▸ **Kutipan Teks**:
....

Dalam pengertian umum, pemimpin adalah orang yang diberi amanah untuk menjadi yang nomor satu dalam suatu organisasi. Ia akan menjadi anutan bagi orang-orang yang berada di bawah koordinasinya. Ia seperti imam dalam sholat, yang mempunyai seperangkat pengetahuan yang dibutuhkan untuk melaksanakan tugasnya secara baik sehingga layak diikuti. Dalam jiwanya terdapat leadership, jiwa kepemimpinan. Sebagian orang membedakan antara pucuk organisasi/instansi sebagai pemimpin dengan manajer. Seorang pemimpin harus punya kemampuan manajerial yang baik, sedang seorang manajer belum tentu memiliki leadership yang baik. Kepemimpinan lebih merupakan seni (art) meski tetap dapat dipelajari. Tugas seorang pemimpin adalah memberikan arahan, melayani orang-orang dalam koordinasinya yang tidak akan dapat mencapai tujuan tertentu jika dilakukan sendiri-sendiri. Maka kepemimpinan adalah pelayanan, bukan prestise atau gengsi.
Sementara kata prihatin yang berasal dari Bahasa Jawa berarti merasa menderita, atau perasaan yang muncul akibat suatu kekurangan. Contohnya : pengungsi akibat Lumpur Lapindo hidup memprihatinkan berarti para pengungsi yang hidup menderita atau sengsara akibat kekurangan, bisa kekurangan pangan, kekurangan air bersih, juga kekurangan perhatian.

....

▸ **Latihan**:
Salin persis bagian kutipan teks yang diawali kata-kata yang memuat "Sementara kata prihatin" dan berakhir sesudah "juga kekurangan perhatian.". Daftar sesudah kutipan teks ini merupakan bahan tersendiri.

....

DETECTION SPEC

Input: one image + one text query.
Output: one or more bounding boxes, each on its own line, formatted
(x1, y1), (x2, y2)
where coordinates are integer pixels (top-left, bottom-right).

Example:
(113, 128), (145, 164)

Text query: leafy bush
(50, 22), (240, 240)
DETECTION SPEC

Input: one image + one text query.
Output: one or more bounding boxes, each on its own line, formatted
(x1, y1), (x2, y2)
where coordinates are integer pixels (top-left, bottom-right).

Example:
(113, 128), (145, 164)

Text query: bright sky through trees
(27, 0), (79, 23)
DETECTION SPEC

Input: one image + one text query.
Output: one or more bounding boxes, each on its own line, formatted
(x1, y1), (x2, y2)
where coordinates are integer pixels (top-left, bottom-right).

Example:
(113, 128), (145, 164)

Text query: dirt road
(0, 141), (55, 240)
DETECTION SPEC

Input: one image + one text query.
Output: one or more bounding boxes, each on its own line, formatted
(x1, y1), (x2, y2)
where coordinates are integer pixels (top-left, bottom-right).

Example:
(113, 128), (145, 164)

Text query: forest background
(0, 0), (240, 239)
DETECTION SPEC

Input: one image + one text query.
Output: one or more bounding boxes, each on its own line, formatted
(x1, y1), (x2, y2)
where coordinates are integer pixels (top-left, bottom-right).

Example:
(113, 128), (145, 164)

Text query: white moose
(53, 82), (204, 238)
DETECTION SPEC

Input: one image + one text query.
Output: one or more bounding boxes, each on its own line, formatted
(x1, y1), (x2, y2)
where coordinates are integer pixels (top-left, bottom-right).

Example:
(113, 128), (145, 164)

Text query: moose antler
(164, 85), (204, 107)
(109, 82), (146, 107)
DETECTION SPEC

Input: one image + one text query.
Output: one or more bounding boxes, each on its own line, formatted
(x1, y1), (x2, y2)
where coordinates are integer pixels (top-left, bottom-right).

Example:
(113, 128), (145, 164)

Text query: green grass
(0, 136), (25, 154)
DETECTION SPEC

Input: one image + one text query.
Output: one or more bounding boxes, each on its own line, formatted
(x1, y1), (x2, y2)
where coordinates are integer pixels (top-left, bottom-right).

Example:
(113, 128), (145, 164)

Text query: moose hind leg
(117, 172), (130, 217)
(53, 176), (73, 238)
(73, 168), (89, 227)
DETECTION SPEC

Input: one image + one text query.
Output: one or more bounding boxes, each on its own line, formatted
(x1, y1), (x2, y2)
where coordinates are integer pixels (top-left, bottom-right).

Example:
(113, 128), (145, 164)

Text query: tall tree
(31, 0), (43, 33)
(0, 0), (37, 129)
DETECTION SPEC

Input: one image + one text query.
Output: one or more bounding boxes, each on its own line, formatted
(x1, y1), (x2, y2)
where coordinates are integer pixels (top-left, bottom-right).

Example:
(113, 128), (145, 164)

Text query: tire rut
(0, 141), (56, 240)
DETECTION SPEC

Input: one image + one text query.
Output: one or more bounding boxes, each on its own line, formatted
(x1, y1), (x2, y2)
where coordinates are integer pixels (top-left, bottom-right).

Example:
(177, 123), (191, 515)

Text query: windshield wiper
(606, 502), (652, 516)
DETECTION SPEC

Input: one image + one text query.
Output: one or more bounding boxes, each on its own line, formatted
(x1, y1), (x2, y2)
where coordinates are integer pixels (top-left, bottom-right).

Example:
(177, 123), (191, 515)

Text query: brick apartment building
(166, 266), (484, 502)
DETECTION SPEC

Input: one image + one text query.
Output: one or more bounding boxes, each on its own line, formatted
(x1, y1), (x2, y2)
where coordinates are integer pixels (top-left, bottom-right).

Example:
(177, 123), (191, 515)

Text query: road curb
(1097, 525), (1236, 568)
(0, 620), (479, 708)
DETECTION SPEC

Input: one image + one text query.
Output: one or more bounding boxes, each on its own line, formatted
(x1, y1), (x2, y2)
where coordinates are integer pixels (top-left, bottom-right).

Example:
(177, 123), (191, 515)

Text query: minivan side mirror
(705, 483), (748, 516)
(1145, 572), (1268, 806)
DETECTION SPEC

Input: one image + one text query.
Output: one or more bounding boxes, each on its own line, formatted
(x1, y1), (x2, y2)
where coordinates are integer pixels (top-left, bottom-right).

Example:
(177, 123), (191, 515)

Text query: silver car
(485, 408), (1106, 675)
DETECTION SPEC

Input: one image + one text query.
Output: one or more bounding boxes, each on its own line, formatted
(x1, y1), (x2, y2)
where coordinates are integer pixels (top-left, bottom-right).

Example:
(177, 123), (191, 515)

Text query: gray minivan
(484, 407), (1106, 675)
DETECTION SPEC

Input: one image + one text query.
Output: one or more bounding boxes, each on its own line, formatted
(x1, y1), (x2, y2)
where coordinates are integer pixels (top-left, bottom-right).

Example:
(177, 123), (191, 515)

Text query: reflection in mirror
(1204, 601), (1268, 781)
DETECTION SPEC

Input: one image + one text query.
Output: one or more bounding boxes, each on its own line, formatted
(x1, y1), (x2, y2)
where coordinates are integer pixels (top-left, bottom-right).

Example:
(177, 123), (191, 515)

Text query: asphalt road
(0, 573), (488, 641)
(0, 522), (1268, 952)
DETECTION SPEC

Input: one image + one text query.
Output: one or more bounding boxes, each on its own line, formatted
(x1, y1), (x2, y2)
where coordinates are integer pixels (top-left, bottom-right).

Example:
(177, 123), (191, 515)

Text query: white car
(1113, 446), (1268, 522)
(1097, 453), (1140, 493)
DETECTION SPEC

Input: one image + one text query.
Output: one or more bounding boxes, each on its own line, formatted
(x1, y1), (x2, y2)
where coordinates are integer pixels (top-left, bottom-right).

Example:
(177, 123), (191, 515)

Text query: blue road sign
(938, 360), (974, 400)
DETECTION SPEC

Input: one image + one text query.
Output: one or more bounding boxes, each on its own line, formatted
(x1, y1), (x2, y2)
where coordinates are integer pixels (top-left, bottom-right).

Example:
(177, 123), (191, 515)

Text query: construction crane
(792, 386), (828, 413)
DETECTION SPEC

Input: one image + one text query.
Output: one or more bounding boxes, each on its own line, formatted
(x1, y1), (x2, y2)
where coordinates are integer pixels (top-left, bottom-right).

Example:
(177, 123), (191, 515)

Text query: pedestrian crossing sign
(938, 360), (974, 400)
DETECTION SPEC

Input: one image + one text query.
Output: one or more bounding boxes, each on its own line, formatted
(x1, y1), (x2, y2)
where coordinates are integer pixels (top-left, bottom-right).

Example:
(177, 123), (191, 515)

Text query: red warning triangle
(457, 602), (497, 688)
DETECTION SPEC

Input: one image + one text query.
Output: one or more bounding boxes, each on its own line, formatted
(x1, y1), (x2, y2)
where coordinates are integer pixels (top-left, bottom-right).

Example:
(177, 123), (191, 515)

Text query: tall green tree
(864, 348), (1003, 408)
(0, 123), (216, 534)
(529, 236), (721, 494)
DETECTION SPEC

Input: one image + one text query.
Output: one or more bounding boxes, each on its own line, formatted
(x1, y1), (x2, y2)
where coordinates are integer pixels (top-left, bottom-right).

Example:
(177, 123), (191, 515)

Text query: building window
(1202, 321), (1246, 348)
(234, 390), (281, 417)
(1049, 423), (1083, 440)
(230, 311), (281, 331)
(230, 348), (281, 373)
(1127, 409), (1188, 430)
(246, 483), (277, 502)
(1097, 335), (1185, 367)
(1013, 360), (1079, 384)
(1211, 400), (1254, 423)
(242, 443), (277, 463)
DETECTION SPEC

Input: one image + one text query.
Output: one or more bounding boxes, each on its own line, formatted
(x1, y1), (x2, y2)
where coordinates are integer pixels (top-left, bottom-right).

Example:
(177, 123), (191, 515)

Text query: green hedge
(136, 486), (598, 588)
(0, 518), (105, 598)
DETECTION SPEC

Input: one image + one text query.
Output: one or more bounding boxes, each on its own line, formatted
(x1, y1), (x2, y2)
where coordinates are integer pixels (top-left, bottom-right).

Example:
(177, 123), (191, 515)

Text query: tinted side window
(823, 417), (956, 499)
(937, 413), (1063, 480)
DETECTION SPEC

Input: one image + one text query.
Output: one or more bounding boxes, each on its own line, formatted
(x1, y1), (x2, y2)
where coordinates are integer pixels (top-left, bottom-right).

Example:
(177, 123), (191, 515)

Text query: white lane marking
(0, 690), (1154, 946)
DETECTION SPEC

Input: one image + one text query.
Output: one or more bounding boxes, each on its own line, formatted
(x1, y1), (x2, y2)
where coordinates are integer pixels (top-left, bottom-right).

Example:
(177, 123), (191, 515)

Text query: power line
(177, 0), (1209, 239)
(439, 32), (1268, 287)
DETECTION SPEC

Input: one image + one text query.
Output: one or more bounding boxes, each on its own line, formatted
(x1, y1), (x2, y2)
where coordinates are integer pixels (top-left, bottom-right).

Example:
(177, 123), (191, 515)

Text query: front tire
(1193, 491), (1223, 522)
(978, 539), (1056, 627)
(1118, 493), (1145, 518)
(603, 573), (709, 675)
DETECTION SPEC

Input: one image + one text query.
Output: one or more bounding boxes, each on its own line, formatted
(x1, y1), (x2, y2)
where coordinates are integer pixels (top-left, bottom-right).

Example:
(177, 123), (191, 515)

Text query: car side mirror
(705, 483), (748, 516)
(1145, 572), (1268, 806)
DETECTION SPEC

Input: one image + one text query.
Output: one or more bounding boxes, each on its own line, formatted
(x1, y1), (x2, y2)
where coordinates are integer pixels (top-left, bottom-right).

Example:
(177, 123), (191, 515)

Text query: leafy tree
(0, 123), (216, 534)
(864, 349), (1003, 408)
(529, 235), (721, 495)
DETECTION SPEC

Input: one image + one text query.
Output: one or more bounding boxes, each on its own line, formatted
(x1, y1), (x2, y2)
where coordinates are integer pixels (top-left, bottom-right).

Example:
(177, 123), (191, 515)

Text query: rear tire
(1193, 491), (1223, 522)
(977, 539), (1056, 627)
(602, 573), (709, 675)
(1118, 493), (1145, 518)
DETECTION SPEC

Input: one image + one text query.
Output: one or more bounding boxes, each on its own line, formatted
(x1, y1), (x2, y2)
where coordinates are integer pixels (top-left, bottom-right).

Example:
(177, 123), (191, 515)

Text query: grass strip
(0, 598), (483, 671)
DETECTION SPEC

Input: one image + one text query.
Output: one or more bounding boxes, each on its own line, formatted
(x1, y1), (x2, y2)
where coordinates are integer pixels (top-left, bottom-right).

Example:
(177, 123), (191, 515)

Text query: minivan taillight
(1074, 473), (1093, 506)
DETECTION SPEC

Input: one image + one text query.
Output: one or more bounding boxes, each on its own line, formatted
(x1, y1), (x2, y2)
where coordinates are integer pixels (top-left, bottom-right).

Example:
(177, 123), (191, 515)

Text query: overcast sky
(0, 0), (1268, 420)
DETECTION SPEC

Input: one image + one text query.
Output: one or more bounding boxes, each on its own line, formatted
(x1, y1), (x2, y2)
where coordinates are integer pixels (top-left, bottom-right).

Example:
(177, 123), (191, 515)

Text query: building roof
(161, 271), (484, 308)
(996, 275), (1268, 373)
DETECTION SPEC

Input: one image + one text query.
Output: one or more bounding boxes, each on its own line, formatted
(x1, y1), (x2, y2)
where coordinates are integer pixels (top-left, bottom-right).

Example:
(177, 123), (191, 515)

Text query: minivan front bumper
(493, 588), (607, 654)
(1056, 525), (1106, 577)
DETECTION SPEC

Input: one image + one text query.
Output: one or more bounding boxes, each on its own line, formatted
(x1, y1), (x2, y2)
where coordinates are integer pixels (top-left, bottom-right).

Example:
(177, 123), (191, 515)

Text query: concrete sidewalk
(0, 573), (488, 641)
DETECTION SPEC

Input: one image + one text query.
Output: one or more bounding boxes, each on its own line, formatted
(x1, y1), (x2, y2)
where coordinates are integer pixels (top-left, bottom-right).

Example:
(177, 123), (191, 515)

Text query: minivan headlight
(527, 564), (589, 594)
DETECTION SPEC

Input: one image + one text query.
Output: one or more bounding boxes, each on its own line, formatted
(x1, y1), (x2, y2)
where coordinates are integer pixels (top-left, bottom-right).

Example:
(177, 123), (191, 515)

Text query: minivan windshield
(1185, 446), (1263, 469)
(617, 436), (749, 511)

....

▸ **Hasil**:
Sementara kata prihatin yang berasal dari Bahasa Jawa berarti merasa menderita, atau perasaan yang muncul akibat suatu kekurangan. Contohnya : pengungsi akibat Lumpur Lapindo hidup memprihatinkan berarti para pengungsi yang hidup menderita atau sengsara akibat kekurangan, bisa kekurangan pangan, kekurangan air bersih, juga kekurangan perhatian.